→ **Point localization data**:
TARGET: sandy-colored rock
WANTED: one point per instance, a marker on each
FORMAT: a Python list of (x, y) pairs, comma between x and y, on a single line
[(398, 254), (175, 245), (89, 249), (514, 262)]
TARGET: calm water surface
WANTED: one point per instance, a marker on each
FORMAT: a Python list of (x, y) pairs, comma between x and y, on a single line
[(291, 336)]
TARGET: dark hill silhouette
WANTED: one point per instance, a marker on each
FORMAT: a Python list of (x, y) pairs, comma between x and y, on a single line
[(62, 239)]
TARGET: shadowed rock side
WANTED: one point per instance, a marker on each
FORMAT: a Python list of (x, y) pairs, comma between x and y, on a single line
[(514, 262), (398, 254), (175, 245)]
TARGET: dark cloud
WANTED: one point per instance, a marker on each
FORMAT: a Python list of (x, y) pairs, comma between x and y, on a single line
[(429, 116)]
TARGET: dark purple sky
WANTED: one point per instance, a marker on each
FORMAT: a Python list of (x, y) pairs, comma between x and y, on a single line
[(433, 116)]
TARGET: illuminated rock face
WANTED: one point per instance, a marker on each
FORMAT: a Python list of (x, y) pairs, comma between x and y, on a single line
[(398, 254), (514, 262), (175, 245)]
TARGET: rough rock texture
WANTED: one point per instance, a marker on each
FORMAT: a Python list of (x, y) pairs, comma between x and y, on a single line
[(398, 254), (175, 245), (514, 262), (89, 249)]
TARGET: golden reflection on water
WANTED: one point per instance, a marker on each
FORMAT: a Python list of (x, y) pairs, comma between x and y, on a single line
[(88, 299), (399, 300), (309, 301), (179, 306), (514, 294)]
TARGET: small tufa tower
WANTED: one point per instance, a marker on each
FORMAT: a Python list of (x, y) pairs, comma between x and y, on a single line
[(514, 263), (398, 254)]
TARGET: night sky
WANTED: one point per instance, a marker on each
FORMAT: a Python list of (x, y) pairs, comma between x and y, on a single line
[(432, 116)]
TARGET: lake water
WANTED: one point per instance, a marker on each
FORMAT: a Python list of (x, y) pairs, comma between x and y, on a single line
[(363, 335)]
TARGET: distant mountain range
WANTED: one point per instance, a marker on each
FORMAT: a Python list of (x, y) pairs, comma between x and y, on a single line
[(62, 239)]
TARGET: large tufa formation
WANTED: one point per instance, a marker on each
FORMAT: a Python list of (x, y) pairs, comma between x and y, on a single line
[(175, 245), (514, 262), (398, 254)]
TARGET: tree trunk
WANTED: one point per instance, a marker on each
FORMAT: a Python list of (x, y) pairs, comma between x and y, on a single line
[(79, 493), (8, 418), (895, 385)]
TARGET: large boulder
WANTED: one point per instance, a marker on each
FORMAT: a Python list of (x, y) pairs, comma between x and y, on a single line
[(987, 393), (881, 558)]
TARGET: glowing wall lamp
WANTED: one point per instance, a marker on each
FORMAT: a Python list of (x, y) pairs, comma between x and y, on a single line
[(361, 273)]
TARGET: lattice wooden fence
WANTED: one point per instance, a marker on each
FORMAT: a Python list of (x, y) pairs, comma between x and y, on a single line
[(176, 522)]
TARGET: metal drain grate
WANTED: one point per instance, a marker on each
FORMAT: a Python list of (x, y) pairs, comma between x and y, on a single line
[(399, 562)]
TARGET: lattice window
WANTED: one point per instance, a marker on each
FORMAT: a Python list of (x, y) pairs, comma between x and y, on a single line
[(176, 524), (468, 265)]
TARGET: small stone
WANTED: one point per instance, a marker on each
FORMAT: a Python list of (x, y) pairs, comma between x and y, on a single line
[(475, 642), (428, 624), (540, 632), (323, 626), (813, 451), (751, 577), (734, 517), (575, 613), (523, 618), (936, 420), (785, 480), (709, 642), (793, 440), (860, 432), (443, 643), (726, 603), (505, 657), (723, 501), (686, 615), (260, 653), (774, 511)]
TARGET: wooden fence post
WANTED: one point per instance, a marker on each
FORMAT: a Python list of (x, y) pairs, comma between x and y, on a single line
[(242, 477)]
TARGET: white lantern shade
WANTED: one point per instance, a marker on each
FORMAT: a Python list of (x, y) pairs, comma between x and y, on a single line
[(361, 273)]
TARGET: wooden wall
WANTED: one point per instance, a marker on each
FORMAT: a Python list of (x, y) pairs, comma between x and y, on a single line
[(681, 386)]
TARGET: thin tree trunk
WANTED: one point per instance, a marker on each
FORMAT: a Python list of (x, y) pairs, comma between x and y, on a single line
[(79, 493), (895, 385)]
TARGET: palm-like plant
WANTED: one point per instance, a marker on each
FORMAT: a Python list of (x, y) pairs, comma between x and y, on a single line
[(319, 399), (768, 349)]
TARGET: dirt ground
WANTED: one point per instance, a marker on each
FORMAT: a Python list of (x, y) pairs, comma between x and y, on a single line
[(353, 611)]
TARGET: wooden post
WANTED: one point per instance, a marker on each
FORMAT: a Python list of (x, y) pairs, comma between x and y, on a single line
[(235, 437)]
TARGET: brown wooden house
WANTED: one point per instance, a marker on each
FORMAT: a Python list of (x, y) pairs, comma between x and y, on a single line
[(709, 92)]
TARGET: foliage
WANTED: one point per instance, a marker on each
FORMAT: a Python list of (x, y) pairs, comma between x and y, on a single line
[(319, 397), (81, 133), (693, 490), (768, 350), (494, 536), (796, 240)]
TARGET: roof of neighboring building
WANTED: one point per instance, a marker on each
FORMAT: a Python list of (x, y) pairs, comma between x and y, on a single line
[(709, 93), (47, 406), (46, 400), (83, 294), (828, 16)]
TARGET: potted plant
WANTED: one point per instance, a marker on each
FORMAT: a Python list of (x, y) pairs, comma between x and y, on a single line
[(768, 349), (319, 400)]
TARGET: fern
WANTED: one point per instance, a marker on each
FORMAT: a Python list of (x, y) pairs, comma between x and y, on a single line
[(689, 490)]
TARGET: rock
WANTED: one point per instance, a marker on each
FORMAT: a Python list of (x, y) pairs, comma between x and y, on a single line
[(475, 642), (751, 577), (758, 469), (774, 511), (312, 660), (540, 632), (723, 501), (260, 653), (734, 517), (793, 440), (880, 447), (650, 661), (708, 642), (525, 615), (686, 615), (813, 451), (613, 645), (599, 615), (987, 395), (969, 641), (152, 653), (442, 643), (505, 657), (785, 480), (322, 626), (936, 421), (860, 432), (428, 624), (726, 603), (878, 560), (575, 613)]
* * *
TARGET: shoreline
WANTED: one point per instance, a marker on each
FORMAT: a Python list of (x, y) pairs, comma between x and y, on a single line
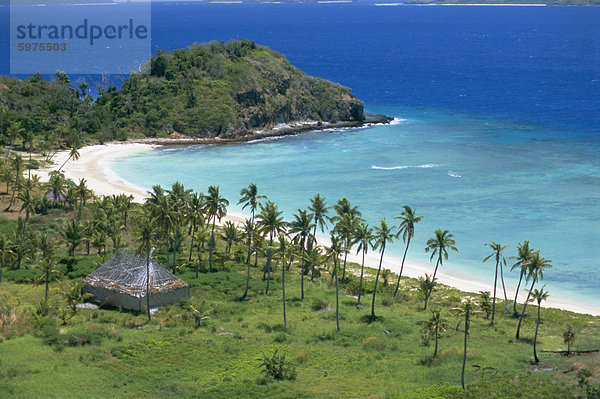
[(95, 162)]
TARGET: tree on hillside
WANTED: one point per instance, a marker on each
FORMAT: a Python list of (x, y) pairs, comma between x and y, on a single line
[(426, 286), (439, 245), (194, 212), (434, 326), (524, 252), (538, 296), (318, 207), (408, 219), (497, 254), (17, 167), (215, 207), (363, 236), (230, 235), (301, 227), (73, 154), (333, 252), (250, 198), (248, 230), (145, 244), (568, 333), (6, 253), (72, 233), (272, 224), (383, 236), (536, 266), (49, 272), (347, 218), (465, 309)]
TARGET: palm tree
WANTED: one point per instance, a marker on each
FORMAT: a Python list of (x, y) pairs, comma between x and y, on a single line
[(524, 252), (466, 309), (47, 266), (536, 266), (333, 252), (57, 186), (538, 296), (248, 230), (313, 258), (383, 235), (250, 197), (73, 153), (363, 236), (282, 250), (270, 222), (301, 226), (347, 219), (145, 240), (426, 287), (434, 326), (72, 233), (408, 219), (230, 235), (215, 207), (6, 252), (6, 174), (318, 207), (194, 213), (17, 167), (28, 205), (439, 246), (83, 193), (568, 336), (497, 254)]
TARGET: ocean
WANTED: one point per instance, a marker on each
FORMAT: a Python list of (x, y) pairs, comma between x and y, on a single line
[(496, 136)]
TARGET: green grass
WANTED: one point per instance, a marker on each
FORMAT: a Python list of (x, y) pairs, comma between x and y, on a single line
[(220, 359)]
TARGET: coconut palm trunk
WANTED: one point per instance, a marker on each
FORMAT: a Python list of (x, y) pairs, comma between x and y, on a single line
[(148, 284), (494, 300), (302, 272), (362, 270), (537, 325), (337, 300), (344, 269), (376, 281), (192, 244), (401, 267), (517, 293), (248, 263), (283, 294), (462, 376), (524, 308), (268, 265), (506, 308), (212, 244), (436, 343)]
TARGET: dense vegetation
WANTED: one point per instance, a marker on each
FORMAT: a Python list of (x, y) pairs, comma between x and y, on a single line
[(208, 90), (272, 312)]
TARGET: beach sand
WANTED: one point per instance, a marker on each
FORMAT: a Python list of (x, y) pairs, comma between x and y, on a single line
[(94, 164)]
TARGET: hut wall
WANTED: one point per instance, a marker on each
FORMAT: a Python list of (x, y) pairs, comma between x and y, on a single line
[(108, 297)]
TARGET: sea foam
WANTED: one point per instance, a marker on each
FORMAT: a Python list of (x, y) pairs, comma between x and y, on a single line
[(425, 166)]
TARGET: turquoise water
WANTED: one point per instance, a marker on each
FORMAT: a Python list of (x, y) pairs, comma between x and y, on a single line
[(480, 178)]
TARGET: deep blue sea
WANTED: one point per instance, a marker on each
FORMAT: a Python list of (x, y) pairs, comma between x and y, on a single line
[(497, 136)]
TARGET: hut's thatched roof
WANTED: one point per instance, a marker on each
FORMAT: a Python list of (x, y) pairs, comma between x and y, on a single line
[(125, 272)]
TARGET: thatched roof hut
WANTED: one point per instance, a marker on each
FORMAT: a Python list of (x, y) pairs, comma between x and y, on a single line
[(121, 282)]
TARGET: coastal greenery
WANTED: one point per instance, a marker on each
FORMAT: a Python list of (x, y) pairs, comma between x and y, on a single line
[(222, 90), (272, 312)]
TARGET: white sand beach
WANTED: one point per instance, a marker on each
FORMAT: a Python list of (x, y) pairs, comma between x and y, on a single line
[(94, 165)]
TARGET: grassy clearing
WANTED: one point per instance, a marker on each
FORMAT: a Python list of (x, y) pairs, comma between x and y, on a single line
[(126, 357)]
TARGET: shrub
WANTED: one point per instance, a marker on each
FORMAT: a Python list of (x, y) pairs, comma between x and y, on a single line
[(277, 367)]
==
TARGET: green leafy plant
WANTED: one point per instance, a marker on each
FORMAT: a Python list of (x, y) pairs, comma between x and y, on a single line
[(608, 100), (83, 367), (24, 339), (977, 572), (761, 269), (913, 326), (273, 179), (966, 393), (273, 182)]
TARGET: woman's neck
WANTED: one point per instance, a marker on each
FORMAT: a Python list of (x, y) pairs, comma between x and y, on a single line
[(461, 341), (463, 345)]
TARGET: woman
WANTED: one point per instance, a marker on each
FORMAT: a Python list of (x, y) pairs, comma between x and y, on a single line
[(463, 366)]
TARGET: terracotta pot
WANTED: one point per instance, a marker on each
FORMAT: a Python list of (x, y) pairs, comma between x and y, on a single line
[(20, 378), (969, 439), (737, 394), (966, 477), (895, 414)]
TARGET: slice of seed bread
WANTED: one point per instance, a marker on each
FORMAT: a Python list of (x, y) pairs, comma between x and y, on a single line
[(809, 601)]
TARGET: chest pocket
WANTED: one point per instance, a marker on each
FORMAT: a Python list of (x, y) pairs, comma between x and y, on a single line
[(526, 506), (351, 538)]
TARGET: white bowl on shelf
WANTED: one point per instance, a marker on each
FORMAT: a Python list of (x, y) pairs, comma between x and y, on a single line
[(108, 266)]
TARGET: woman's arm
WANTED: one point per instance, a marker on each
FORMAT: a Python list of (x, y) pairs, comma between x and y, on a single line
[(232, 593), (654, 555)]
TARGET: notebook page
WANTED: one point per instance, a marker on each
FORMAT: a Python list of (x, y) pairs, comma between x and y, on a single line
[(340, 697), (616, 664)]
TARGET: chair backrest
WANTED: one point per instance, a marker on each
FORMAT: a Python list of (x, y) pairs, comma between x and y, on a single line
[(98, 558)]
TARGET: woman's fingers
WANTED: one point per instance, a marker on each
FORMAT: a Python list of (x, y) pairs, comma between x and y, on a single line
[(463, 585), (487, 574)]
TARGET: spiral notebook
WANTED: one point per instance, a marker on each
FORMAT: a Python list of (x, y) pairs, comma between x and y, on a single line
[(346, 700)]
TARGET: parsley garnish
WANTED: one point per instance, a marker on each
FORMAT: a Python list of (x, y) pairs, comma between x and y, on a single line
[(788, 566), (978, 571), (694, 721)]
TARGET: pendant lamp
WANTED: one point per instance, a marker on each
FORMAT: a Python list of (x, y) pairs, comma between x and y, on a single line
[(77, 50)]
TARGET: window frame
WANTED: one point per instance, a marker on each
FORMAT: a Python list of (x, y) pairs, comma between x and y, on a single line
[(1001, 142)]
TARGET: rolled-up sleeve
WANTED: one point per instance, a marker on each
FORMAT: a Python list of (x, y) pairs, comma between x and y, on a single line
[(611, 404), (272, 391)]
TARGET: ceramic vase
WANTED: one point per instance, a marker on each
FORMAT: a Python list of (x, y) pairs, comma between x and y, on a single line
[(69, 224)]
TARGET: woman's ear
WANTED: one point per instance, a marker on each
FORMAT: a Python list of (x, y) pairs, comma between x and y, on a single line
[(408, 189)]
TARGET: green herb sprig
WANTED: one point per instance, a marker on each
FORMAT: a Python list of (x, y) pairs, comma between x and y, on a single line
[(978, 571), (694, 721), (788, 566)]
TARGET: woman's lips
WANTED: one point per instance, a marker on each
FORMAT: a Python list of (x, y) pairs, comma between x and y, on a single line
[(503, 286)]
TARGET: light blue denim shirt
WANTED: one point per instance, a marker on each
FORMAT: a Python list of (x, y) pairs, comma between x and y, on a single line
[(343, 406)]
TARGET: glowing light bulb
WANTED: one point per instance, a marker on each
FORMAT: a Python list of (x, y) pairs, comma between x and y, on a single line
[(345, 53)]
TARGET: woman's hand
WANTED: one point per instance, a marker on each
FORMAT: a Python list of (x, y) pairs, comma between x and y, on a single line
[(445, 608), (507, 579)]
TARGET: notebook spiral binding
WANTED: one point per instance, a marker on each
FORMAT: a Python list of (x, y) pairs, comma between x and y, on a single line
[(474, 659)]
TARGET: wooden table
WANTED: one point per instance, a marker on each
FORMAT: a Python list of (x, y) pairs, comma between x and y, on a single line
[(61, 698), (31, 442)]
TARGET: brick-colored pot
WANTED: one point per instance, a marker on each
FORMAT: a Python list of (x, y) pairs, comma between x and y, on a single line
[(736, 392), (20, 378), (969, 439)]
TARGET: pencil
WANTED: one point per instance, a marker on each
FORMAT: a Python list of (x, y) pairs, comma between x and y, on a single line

→ **TASK TO COMPLETE**: What do the lines above say from the one containing "TARGET: sandy-colored rock" down to the one containing "TARGET: small tufa tower"? Return them exactly, both end lines included, and only them.

→ **RESPONSE AREA**:
TARGET: sandy-colored rock
WANTED: one point per instance, a marker on each
FORMAT: a Python list of (x, y) pairs, comma between x and y, on a single line
[(398, 254), (175, 245), (89, 249), (514, 262)]
TARGET: calm water surface
WANTED: one point per instance, a marker on each
FORMAT: a Python list of (x, y) pairs, comma between x and y, on a single line
[(291, 336)]
TARGET: dark hill silhouette
WANTED: one point per instance, a marker on each
FORMAT: a Python list of (x, y) pairs, comma between x and y, on a single line
[(62, 239)]
TARGET: shadowed rock side
WANTED: one point per instance, a marker on each
FORMAT: a Python list of (x, y) pairs, comma between x and y, on a single line
[(514, 262), (398, 254), (175, 245)]
TARGET: dark cloud
WANTED: one point per instance, a marker on each
FORMAT: a Python list of (x, y) pairs, comma between x and y, on a single line
[(429, 116)]
TARGET: dark purple sky
WANTED: one point per instance, a marker on each
FORMAT: a Python list of (x, y) pairs, comma between x and y, on a single line
[(433, 116)]
TARGET: illuminated rock face
WANTED: one point per instance, a marker on each
FORMAT: a Python list of (x, y) pairs, comma between x and y, on a single line
[(398, 254), (514, 262), (175, 245)]
TARGET: rough rock texture
WANTED: one point per instance, a marker on each
FORMAT: a Python list of (x, y) pairs, comma between x and y, on a single line
[(398, 254), (175, 245), (514, 262), (89, 249)]
TARGET: golden reflection on water
WANTED: one point per instance, a marker on each
FORMAT: a Python list of (x, y) pairs, comma between x and y, on a single line
[(88, 299), (399, 300), (309, 301), (179, 306), (514, 294)]
TARGET: small tufa tower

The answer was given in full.